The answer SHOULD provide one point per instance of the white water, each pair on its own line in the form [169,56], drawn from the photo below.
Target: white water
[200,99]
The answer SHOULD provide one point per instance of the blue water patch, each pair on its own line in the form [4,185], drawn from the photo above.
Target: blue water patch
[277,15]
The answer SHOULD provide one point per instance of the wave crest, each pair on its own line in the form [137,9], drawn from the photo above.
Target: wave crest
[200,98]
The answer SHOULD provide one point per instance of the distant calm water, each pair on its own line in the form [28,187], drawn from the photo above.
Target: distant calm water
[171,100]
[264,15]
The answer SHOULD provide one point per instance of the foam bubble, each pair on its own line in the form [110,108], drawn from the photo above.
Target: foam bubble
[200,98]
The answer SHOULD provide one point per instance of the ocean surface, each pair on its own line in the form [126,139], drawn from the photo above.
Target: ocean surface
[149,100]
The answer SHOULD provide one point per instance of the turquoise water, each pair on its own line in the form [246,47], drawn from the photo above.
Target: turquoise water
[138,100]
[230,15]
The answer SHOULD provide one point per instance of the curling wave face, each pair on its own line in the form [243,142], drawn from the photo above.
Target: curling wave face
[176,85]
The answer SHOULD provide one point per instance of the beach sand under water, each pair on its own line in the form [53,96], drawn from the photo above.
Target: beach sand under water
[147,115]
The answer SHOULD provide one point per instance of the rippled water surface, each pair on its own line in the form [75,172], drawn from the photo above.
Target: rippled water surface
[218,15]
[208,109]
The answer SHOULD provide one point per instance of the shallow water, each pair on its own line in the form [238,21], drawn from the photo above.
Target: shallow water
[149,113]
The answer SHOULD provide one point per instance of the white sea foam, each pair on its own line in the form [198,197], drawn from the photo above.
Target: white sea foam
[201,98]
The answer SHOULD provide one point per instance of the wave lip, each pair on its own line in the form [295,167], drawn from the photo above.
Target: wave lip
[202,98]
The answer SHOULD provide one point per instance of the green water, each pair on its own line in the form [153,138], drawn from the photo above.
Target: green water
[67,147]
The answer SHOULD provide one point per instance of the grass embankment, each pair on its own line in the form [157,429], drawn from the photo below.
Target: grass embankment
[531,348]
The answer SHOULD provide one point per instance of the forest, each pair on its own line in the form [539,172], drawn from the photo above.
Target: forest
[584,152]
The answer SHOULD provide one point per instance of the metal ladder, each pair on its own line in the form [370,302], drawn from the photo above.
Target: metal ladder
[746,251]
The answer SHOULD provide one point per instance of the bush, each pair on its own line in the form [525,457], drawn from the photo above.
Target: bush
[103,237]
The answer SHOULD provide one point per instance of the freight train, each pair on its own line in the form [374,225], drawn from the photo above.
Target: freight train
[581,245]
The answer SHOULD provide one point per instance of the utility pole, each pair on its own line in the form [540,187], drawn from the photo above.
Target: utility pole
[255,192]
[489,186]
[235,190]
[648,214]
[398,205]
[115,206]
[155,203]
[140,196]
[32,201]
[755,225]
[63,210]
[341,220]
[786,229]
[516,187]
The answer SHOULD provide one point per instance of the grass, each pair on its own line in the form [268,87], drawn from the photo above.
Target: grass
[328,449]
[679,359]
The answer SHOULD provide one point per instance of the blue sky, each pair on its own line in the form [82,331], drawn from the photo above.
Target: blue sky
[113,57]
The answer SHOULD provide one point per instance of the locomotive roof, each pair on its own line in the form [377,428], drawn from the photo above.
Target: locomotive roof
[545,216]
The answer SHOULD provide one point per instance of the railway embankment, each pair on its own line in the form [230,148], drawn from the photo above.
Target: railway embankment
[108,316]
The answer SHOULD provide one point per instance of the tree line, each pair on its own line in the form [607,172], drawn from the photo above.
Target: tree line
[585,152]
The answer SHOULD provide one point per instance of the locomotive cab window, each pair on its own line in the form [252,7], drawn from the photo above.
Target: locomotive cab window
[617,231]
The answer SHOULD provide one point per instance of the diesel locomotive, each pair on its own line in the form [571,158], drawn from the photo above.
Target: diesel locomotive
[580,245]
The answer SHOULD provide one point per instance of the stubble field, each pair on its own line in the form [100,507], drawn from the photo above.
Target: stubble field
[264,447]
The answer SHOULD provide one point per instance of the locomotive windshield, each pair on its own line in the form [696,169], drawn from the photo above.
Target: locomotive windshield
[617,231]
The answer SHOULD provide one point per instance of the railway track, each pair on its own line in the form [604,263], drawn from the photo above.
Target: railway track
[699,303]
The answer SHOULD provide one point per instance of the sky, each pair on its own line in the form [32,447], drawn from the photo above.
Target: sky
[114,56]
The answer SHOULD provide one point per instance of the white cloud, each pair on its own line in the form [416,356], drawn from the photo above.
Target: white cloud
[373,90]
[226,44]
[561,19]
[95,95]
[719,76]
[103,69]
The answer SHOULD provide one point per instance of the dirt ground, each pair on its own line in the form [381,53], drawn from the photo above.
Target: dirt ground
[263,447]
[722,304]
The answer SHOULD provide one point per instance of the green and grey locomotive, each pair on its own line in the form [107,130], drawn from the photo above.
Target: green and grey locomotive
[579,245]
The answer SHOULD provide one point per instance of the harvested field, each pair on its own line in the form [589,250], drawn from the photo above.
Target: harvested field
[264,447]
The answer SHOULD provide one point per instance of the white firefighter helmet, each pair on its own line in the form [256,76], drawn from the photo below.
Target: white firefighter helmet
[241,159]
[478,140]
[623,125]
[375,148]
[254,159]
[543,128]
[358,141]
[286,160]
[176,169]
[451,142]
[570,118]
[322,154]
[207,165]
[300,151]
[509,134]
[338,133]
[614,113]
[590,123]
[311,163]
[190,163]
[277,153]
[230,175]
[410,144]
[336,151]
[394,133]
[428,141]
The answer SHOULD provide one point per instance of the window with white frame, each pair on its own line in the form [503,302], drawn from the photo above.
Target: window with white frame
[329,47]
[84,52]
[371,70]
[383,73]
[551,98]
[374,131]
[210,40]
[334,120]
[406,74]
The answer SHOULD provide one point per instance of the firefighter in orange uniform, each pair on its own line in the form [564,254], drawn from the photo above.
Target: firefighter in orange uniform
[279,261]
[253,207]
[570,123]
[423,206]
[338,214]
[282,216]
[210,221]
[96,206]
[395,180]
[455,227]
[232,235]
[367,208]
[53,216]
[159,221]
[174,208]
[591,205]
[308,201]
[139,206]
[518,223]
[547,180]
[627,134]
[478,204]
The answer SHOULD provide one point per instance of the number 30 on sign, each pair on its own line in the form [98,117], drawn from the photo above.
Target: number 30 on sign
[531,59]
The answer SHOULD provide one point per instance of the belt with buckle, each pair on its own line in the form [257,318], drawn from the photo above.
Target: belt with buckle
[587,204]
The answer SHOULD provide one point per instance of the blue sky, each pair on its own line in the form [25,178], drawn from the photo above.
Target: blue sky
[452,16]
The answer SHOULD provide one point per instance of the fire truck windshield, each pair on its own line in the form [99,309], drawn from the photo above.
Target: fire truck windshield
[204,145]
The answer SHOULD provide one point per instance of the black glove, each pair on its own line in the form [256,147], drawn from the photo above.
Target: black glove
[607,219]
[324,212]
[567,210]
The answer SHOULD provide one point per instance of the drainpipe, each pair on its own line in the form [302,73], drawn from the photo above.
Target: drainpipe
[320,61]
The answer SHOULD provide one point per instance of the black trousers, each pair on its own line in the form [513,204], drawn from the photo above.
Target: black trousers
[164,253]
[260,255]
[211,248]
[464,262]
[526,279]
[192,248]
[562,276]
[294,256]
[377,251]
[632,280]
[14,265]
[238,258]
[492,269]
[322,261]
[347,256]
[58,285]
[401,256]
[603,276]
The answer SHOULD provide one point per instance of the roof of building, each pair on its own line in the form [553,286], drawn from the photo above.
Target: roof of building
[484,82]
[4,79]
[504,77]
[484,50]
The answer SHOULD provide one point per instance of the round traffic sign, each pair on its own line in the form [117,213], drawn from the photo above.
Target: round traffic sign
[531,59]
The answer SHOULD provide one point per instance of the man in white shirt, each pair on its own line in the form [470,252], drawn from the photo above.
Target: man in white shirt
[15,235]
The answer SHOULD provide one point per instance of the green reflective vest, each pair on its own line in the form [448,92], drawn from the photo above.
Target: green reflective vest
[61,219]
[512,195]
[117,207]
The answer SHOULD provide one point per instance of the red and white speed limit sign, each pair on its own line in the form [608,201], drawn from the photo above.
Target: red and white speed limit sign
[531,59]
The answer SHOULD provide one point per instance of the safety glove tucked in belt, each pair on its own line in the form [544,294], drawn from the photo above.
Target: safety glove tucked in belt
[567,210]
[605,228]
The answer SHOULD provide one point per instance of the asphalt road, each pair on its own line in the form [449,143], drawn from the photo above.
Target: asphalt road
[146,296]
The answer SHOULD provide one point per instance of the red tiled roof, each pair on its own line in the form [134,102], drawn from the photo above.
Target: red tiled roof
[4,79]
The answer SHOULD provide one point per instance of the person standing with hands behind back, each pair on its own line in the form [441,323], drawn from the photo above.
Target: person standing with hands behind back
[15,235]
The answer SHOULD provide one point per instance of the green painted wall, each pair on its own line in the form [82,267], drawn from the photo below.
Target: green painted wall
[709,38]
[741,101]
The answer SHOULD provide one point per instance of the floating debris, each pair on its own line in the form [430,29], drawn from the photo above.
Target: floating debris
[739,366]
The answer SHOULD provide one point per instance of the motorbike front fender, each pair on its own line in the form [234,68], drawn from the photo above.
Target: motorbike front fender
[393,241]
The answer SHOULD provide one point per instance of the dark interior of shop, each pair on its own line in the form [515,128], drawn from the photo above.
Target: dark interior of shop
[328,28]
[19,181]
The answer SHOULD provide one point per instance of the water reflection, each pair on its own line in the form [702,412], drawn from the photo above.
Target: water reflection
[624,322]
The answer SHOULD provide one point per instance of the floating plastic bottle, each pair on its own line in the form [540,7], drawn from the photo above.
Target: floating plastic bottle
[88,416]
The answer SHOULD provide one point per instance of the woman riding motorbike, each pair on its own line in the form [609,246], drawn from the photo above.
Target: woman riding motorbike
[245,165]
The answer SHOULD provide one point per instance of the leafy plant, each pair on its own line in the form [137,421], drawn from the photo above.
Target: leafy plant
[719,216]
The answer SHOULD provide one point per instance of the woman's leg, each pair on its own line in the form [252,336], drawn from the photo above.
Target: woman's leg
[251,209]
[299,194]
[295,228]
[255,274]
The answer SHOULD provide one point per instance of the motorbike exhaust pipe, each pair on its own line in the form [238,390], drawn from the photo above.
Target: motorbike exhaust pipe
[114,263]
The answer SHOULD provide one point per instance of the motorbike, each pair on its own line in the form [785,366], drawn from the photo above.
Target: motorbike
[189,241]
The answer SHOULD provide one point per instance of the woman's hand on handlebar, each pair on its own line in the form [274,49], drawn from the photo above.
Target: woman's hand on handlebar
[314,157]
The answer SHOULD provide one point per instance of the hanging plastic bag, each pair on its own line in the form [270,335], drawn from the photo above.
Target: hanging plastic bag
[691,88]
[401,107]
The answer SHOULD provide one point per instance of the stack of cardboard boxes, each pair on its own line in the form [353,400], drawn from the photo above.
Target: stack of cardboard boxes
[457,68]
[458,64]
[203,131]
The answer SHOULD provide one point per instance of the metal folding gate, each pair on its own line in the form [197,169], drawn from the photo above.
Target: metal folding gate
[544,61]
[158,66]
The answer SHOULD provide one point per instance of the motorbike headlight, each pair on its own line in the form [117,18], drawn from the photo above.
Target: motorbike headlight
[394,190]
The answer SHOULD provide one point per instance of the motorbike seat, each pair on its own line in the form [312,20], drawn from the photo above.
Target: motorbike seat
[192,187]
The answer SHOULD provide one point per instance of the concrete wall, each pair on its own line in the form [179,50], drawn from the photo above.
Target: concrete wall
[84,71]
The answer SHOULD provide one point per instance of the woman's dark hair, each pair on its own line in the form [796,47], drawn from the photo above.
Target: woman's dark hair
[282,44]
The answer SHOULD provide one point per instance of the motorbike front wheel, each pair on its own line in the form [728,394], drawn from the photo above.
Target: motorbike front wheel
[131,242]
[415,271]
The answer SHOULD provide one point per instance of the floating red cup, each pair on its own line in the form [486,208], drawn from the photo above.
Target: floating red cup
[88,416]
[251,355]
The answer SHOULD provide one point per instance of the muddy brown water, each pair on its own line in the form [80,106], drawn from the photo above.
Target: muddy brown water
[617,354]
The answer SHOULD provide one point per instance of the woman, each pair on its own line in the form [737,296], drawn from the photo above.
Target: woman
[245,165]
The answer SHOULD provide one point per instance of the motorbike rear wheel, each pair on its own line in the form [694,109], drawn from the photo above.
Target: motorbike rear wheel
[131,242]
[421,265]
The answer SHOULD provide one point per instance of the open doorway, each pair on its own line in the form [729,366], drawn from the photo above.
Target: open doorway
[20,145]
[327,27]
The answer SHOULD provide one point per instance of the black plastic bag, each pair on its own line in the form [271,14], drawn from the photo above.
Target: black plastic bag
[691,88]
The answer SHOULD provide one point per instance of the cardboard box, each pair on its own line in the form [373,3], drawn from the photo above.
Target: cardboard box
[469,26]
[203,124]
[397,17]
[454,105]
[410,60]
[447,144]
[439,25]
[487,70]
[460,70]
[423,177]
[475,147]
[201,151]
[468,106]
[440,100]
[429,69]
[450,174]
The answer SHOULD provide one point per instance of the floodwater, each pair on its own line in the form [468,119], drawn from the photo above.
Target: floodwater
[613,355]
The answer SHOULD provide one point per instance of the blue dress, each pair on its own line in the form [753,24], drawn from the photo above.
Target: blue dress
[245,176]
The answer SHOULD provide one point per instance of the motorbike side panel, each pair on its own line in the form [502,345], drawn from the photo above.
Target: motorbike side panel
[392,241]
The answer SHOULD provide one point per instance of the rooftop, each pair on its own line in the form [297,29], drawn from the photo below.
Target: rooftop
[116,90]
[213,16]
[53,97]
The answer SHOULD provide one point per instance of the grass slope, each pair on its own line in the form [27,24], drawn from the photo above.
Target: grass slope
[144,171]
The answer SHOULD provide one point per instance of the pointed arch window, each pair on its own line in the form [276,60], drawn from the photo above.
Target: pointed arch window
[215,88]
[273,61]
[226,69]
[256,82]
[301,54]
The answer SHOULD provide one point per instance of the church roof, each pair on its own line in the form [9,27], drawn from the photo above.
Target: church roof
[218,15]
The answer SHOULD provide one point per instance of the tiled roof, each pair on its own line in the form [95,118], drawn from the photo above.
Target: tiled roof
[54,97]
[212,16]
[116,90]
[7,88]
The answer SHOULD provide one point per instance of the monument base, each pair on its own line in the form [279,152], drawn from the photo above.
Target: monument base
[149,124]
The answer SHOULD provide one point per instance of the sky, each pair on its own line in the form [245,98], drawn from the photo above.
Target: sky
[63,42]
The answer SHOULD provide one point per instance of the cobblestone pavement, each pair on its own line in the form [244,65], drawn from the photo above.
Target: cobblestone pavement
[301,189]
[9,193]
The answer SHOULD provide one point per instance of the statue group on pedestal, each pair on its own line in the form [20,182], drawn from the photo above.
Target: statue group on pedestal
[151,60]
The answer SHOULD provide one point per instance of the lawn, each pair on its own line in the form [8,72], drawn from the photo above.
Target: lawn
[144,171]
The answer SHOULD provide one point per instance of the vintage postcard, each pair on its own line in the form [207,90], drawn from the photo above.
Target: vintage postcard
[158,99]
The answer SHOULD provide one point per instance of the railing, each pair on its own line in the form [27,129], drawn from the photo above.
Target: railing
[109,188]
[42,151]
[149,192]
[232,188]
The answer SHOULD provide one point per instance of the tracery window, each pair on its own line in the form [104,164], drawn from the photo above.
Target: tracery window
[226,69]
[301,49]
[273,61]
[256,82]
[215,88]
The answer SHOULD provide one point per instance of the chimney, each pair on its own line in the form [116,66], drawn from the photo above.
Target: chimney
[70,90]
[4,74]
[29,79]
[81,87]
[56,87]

■ ■ ■ ■ ■

Aim of the task -
Give again only the lines of the material above that run from the one with "Target: cobblestone pavement" through the end, both included, exactly as they appear.

Response to this exercise -
Target: cobblestone pavement
[301,189]
[9,193]
The answer SHOULD provide one point per instance of the statue group on pedestal, each pair on its own line in the form [20,182], drawn from the photo above.
Target: statue group on pedestal
[151,60]
The answer SHOULD provide one point per instance of the lawn, each pair on its own line in the form [8,72], drawn from the photo above.
Target: lawn
[144,171]
The answer SHOULD provide one point per instance of the vintage postcard, each pair on its own line in the form [207,90], drawn from the photo above.
Target: vintage postcard
[158,99]
The answer SHOULD provide one point per instance of the railing, each pair on its own line in the form [27,129], drawn from the photo above.
Target: railing
[109,188]
[42,151]
[149,192]
[232,188]
The answer SHOULD provide one point per instance of the tracery window, each pair on its own line in the form [104,164], drawn from the photo above.
Target: tracery window
[226,69]
[301,49]
[273,61]
[256,82]
[215,88]
The answer SHOULD provide one point per instance of the chimney, each pair on its own line in the form [116,66], drawn from the photo above.
Target: chimney
[70,90]
[4,74]
[29,79]
[81,87]
[56,87]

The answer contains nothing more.